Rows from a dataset
--- BEGIN ---

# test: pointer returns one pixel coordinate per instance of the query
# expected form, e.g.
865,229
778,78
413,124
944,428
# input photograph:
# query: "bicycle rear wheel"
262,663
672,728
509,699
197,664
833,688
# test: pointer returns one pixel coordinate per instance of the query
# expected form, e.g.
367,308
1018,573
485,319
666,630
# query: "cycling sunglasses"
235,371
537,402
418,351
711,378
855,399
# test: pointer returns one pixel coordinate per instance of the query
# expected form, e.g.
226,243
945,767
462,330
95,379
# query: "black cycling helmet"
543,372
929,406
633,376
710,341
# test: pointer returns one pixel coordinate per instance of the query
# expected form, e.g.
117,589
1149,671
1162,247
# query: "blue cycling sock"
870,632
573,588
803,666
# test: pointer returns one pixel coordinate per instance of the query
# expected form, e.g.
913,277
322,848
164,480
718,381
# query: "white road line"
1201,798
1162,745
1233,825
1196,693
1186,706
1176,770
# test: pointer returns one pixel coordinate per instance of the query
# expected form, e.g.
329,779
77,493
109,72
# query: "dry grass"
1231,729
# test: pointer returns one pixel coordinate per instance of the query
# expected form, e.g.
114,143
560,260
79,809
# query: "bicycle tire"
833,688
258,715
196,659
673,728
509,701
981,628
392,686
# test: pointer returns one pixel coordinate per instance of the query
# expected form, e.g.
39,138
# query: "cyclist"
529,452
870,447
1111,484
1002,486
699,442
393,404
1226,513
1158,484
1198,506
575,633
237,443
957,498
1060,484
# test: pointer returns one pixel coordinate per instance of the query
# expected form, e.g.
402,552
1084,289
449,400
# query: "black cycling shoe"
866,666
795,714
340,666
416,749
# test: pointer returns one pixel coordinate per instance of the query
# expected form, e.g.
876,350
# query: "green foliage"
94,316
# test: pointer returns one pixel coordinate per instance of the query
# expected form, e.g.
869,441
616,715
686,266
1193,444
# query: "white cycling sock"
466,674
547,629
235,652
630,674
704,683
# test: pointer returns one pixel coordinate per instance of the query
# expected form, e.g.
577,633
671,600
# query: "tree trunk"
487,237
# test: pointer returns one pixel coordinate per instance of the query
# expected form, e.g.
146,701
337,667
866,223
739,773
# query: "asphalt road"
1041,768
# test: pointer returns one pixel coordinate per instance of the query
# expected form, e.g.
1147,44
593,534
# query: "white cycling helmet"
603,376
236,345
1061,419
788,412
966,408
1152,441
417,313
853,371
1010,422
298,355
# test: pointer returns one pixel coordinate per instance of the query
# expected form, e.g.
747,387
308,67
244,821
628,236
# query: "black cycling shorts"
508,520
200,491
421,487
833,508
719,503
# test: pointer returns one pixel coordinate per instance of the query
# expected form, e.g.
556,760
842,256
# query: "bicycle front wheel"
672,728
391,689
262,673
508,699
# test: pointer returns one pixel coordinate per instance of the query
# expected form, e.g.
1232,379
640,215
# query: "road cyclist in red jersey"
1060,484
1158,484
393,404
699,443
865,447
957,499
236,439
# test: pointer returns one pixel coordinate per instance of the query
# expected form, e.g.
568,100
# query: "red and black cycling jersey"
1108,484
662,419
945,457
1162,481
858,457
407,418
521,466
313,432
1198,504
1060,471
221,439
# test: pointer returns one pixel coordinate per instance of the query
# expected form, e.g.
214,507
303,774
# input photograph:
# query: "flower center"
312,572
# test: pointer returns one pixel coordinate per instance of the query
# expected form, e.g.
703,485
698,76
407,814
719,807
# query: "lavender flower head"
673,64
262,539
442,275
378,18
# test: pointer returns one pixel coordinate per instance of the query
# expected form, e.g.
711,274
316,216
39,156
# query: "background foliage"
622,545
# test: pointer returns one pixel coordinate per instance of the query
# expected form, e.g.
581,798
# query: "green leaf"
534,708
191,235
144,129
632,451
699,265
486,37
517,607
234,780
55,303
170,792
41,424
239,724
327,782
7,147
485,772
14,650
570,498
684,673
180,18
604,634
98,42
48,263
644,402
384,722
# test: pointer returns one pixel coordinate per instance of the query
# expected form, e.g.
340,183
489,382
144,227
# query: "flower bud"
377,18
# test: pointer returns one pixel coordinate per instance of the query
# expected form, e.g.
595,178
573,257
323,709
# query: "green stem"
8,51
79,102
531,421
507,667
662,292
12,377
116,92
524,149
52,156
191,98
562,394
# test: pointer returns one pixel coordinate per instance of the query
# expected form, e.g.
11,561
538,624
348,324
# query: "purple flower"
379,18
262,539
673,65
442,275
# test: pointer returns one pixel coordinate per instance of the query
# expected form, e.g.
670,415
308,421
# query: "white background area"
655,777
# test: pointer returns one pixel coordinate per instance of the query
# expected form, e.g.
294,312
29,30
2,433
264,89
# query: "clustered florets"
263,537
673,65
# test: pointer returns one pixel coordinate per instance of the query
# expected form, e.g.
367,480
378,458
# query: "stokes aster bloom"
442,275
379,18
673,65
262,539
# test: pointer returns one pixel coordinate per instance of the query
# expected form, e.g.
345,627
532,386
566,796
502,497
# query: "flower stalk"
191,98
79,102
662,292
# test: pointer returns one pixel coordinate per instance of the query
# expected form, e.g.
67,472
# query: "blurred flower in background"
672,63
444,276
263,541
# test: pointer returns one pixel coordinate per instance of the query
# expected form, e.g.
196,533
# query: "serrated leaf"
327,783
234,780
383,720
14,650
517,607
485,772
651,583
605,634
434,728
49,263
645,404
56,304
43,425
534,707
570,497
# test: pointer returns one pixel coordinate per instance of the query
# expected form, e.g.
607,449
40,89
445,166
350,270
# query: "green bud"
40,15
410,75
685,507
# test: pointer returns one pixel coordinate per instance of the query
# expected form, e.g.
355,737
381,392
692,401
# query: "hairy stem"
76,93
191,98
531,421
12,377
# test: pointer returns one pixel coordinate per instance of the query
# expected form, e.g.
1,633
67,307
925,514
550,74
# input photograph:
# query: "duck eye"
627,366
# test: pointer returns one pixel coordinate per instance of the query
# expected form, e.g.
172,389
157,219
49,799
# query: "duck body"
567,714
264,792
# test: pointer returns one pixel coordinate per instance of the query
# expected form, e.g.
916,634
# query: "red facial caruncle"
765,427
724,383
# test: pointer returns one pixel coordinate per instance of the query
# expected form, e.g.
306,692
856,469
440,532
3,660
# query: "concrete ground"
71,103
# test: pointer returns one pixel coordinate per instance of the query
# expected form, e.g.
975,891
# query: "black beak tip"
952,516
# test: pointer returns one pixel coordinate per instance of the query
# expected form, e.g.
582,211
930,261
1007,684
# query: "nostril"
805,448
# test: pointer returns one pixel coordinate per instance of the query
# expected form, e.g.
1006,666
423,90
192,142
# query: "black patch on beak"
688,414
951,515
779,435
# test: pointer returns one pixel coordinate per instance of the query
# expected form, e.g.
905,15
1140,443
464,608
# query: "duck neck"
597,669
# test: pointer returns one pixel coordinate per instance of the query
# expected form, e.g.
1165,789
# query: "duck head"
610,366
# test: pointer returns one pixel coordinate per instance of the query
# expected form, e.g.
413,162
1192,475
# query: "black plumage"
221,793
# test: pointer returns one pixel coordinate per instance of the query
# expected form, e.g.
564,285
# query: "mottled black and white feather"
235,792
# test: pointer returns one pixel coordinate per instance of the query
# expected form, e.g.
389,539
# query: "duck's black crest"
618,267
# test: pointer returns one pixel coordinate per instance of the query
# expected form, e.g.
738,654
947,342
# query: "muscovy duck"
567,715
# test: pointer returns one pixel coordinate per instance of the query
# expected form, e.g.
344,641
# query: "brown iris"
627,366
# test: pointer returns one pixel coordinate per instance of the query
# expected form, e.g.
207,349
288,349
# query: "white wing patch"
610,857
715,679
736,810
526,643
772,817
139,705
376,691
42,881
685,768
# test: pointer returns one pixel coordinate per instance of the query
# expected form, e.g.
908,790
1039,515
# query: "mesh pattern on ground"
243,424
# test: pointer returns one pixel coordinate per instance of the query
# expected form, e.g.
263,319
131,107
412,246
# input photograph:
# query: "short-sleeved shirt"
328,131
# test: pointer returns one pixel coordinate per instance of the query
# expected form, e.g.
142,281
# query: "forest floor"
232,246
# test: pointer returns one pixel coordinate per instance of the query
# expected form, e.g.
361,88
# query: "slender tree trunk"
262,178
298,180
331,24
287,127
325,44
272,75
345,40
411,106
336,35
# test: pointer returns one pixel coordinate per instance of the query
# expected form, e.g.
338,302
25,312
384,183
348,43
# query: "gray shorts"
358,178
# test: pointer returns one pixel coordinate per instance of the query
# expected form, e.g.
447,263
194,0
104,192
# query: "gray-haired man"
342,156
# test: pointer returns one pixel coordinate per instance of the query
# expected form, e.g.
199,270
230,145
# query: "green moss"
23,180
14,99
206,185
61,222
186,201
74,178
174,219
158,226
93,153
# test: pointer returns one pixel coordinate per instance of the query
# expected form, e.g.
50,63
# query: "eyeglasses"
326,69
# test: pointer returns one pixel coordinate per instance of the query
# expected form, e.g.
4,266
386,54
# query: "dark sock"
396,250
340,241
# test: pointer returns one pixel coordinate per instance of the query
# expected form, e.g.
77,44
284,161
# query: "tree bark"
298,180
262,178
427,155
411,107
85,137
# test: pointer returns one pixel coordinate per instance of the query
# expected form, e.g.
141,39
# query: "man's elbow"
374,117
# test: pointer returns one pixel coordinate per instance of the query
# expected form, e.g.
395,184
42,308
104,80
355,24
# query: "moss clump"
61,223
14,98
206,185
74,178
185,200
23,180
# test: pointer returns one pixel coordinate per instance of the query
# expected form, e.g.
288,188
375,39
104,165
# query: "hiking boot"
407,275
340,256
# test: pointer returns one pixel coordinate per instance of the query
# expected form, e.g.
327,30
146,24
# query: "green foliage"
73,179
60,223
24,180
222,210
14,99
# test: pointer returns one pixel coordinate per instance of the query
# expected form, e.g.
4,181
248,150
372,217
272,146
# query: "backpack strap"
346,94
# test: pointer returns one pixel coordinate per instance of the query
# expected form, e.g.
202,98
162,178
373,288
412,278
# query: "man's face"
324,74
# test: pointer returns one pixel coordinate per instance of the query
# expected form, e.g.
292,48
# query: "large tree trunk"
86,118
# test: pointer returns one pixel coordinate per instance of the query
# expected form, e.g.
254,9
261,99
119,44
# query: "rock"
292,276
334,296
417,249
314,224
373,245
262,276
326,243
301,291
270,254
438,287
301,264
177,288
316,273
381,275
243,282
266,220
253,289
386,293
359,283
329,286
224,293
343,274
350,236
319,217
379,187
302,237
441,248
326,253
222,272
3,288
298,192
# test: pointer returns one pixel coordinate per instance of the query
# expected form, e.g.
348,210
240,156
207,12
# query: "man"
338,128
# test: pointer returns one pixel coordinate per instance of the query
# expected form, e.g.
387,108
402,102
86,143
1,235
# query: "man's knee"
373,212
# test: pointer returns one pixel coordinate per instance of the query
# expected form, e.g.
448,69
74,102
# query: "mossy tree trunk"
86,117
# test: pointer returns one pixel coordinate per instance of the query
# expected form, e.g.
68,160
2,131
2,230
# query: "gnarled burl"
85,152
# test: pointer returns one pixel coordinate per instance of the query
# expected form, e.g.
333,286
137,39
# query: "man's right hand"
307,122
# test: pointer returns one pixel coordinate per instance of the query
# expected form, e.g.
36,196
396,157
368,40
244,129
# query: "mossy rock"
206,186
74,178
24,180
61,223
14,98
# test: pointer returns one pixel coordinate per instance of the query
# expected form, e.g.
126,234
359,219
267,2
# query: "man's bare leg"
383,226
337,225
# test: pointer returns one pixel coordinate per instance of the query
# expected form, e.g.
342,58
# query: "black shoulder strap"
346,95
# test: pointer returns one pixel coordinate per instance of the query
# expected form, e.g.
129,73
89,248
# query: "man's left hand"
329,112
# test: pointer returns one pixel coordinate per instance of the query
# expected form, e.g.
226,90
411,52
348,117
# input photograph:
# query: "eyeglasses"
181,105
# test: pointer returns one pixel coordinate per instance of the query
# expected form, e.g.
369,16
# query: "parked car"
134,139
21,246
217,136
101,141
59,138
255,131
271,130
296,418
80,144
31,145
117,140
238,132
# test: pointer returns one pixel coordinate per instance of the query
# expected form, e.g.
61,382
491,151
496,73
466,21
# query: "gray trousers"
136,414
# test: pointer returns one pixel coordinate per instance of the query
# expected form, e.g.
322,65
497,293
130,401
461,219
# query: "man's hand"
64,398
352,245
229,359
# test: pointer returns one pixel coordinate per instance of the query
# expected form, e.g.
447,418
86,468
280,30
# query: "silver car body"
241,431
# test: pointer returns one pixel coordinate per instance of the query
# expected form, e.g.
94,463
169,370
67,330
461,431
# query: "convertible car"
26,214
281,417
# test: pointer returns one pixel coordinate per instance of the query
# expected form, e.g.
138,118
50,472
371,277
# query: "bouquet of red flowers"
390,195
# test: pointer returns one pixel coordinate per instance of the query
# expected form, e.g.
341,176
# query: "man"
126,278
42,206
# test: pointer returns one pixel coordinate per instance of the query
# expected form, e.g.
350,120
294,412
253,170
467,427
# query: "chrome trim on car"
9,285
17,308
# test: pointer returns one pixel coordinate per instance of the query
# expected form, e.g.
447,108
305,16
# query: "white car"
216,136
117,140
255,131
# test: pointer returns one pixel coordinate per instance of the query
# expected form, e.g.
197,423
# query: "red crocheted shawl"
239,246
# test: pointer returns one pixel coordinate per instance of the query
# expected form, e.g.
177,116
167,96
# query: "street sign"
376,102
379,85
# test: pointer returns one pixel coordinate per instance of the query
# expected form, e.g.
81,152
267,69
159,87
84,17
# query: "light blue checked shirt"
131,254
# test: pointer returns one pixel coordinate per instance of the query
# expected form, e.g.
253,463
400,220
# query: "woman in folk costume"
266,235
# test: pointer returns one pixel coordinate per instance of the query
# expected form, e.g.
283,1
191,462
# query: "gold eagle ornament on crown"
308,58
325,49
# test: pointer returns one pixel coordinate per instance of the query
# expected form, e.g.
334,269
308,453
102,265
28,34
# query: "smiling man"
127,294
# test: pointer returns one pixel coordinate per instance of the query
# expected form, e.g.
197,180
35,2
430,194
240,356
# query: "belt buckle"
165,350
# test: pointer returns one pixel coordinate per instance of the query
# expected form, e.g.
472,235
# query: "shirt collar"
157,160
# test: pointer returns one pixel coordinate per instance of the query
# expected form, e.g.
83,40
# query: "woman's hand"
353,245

--- END ---

■ Instructions for the task:
How many of the lines above contain the string "patch"? Reply with the number alone.

■ Task answer:
2